Could you swap "with a single dot apiece" for "with one dot each" throughout all the records below and give them back with nothing else changed?

# START OF DATASET EXTRACT

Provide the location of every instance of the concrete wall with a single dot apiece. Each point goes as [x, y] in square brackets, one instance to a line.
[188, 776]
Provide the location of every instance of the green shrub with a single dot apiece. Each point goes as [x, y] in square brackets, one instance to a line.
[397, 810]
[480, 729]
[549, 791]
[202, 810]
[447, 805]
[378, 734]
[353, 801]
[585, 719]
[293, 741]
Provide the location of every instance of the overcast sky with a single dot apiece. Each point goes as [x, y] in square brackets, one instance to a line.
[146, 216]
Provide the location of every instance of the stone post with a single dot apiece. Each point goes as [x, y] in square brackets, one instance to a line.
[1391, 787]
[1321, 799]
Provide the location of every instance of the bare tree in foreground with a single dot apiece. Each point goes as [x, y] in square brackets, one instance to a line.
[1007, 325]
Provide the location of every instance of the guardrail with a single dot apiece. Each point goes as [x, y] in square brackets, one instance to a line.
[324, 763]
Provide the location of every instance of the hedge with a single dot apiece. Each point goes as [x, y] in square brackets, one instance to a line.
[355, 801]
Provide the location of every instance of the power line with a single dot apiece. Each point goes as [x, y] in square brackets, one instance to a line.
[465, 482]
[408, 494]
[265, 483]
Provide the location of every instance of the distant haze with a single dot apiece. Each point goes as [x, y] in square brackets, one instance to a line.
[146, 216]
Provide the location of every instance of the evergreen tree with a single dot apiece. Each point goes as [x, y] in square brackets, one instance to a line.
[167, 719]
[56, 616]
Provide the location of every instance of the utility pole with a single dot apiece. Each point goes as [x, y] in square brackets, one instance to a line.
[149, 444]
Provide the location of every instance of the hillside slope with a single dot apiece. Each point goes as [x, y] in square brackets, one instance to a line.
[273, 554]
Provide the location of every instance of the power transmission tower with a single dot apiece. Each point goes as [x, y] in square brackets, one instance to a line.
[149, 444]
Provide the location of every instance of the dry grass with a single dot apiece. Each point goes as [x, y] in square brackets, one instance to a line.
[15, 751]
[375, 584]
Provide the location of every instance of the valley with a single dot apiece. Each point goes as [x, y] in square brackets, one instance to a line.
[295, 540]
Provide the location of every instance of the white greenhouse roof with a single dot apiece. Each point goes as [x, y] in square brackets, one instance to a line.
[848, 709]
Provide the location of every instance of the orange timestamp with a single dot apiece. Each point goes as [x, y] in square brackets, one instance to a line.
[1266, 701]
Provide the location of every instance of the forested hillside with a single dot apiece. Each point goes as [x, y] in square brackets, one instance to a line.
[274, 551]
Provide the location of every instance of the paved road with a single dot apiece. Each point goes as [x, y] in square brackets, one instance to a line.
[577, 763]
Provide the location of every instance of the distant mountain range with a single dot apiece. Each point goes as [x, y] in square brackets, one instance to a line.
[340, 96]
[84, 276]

# END OF DATASET EXTRACT

TASK RESPONSE →
Provide the location of every instance of the concrete wall with one dot each. Each point goes as [x, y] in square brackets, one instance to a line.
[188, 776]
Provide the location of every instance of the green shrub with one dot each. Each point goes as [x, y] in square brackets, one instance to a line.
[397, 810]
[480, 729]
[549, 791]
[202, 810]
[447, 805]
[378, 734]
[353, 801]
[585, 719]
[293, 741]
Provide the location of every instance of the overcast sky with one dot each. Each point goes as [x, y] in square brackets, one instance to a line.
[146, 216]
Provide the location of every instance of the stone post with one dot each. Each point goes as [x, y] in square brackets, one instance to a line.
[1391, 787]
[1321, 799]
Provide the location of every instance of the bare tree in foreground with one dot each. Each point goes as [x, y] in square brackets, one instance to a line.
[1007, 325]
Provide the location of every instance of the guardrail with one dot each. Each point goes as [x, y] in square brackets, one instance to a line.
[324, 763]
Provide the location of every instance of the hedge with one dot each. Each point goes as [x, y] in square brackets, one instance to a line.
[355, 801]
Provide the location of every instance of the power line with one dot each. Each point goes as [x, y] in square brackets, one instance to a line.
[465, 482]
[408, 494]
[265, 483]
Provide the location of every instance of the distant haze with one dot each. Each point goes as [x, y] in square brackets, one instance to a line.
[146, 216]
Provide the location of every instance of the evergreen tree with one dot each. Each point goes as [x, y] in square brackets, one instance to a line.
[167, 719]
[56, 616]
Provide the location of every instance of the utility pole with one dot each. Each point goes as [x, y] in square brackets, one instance to a line.
[149, 444]
Provide the location of every instance of the hillside slope with one dot each. Each point goes as [x, y] in square brackets, one instance to a line.
[273, 554]
Provide the location of every instance of the power transmission tower with one dot each. Each point goes as [x, y] in square brackets, one instance to a line.
[149, 444]
Provide the location of every instance of the dry grass with one dot each. Each point goes as [x, y] in square brackets, one instance to a line.
[15, 751]
[375, 584]
Provide the location of every instance of the valley with one dot each. Each point goes as [x, y] in square brackets, one instance to a line.
[295, 540]
Provide the location of every instance of the white greenhouse roof with one dot each. Each point goes as [x, y] in square brackets, one instance to a line.
[848, 709]
Provide the location of every instance of the orange timestamp with one dot each. Each point goes as [x, y] in square brackets, one instance to a line.
[1266, 701]
Provide the location of every instance of the forested hillside with one dot each. Each point goes as [x, y] in square brackets, one instance to a line.
[274, 551]
Provide the location of every instance of the paved road with one dot each. Each point goes as [x, y] in square brackets, one instance to a line.
[577, 763]
Provide the location of every instance of the distant mountain range with one dot each. Each point goes as [x, y] in square brackets, one instance to a line.
[340, 96]
[84, 276]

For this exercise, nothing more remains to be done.